# Übungstext:
■ ■ ■ ■ ■

Wir möchten den Schulkindern nahebringen, wie natürliche Lebensmittel erzeugt und verarbeitet werden. Darum ernten wir im Schulgarten frische Kräuter und im kleinen Garten hinter dem Sonnenhaus wächst Gemüse. Alle Lebensmittel, die wir darüber hinaus benötigen, kaufen wir bewusst in unserem Natura-Laden Schloss Hamborn, wobei wir die hofguteigenen Produkte bevorzugen.
Die pädagogische Praxis hat gezeigt, dass immer mehr Schüler:innen die individuelle Betreuung in der Kinderküche brauchen. Einige Kinder schaffen es kräftemäßig nicht, einen Schulvormittag in der ganzen Klasse zu verbringen. Die Überforderung dieser Kinder zeigt sich oft in Erschöpfung, Unruhe und störendem Verhalten. Das hat unterschiedliche Ursachen, wie zum Beispiel fehlende Schulreife, eine zarte Konstitution oder familiäre Belastungen. Viele sehnen sich nach einem ruhigen Raum, in dem die sozialen Prozesse in einer kleinen Gruppe überschaubar sind. In enger Absprache mit der Klassenbetreuung dürfen diese Kinder allein oder in Kleingruppen parallel zum Klassenunterricht in die Wärmeinsel Kinderküche gehen. Ab 9.30 Uhr steht die Tür für sie offen. Dadurch werden die Kinder, die Lehrer:innen und die Klassengemeinschaft entlastet.

■ ■ ■ ■ ■

# Bereitgestellte Daten:
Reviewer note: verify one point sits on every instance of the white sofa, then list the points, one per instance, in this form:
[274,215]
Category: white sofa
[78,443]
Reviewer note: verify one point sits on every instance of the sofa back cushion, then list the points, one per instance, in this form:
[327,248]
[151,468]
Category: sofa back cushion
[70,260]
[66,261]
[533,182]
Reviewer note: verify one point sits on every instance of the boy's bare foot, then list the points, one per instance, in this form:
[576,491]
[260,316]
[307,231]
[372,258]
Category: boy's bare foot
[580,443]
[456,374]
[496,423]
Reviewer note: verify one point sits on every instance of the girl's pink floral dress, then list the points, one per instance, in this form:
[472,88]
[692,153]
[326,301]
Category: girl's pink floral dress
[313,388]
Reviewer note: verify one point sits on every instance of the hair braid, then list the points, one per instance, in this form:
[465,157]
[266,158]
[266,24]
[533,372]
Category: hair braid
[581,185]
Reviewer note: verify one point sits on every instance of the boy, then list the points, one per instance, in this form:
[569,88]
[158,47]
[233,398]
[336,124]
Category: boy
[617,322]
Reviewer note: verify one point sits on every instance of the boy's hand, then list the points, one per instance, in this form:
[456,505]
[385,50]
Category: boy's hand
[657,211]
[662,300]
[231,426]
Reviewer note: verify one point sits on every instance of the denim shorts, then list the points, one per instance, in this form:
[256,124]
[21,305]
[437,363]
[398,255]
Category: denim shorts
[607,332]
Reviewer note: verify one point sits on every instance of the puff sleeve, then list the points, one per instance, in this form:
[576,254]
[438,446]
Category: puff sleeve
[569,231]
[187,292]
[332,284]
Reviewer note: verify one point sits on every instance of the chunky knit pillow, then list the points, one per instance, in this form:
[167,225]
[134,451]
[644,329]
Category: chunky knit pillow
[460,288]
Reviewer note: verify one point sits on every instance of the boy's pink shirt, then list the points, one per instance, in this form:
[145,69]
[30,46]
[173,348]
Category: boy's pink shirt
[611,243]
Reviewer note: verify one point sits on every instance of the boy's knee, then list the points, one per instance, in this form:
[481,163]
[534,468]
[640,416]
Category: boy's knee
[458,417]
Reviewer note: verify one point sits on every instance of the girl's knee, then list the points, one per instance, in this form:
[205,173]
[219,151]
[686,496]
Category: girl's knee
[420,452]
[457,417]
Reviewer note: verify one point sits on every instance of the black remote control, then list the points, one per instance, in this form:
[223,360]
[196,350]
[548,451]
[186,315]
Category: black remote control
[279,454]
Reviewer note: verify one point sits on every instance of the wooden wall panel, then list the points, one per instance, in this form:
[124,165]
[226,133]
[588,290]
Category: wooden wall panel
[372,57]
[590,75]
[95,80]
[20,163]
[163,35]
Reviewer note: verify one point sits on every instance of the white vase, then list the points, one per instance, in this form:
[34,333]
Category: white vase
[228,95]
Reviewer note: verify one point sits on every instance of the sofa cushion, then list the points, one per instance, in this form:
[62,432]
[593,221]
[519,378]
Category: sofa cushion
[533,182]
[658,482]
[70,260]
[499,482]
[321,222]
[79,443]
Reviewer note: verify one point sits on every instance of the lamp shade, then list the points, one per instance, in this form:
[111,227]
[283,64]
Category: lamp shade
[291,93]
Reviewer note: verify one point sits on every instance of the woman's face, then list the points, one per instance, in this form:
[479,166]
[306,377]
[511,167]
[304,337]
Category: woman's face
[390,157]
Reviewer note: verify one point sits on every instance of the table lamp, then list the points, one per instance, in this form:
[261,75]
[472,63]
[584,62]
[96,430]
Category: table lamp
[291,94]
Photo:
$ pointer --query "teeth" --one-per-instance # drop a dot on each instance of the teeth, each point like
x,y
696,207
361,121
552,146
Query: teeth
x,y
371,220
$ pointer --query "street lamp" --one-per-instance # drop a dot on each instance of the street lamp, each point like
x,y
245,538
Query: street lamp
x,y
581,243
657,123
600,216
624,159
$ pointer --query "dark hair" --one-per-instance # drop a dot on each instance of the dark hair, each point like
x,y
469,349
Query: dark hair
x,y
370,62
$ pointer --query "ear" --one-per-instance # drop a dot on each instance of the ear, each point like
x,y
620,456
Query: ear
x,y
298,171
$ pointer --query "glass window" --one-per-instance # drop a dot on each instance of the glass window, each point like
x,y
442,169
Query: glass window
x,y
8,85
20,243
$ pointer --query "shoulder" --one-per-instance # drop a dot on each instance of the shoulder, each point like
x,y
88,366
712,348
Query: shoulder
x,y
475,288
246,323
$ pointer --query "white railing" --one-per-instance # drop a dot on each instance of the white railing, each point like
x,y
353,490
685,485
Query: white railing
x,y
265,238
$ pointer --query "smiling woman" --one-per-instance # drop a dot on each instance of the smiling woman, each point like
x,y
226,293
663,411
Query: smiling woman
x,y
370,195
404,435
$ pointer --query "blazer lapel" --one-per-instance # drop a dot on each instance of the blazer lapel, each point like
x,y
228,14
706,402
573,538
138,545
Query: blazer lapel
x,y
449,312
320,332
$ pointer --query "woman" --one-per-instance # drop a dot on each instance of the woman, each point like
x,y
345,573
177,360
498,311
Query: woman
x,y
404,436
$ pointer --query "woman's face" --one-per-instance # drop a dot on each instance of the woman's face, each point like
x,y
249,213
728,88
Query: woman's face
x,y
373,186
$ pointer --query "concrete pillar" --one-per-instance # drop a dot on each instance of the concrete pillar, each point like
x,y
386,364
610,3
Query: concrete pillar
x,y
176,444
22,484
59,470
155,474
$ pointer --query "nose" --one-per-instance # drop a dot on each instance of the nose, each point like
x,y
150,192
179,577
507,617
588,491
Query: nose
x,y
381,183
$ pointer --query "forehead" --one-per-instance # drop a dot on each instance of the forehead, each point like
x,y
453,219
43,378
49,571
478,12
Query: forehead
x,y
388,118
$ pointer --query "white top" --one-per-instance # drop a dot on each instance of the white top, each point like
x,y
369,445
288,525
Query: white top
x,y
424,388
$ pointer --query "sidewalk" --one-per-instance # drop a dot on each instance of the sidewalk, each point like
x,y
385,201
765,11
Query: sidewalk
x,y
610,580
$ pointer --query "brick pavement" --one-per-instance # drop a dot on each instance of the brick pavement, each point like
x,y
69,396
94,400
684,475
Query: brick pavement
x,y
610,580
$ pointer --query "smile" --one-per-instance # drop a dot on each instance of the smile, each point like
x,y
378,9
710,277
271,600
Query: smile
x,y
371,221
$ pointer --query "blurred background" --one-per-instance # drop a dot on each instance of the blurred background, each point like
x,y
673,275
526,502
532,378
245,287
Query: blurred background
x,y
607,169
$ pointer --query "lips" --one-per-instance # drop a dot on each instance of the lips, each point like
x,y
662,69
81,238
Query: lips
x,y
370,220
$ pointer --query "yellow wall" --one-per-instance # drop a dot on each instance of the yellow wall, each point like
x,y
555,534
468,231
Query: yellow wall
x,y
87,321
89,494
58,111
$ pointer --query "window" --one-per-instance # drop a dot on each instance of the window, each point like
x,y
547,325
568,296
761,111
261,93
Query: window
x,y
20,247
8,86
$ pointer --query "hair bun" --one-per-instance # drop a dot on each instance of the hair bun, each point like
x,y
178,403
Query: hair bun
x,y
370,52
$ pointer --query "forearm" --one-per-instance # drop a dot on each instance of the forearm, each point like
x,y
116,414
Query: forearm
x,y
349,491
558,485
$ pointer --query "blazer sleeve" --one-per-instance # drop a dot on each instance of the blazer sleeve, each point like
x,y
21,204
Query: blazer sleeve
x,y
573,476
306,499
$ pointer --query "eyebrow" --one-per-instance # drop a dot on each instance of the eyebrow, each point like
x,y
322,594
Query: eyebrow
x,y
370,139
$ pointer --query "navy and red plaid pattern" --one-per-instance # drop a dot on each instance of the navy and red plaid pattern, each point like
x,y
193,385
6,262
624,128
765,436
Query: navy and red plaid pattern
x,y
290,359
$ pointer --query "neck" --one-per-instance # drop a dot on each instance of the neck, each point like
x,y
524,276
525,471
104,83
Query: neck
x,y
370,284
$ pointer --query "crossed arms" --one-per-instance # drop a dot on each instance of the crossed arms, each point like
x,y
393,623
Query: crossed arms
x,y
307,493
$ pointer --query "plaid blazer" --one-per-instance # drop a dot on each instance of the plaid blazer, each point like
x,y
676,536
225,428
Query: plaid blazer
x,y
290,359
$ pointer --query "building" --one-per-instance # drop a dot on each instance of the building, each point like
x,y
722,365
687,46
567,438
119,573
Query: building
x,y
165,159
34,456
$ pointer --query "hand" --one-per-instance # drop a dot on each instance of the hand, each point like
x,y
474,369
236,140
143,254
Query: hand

■ ■ ■ ■ ■

# Aufgaben:
1 - Beantworte diese Fragen zum Übungstext:
(a) Wo werden frische Kräuter geerntet?
(b) In welchem Laden werden die übrigen Lebensmittel gekauft?
(c) Ab wie viel Uhr steht die Tür der Kinderküche offen?
2 - Nenne alle Anzeichen, an denen sich laut Übungstext die Überforderung der Kinder oft zeigt.
Die Daten haben keinen Bezug zum Übungstext.

# Lösungen:
1 -
(a) Im Schulgarten.
(b) Im Natura-Laden Schloss Hamborn.
(c) Ab 9.30 Uhr.

2 - Erschöpfung, Unruhe, störendes Verhalten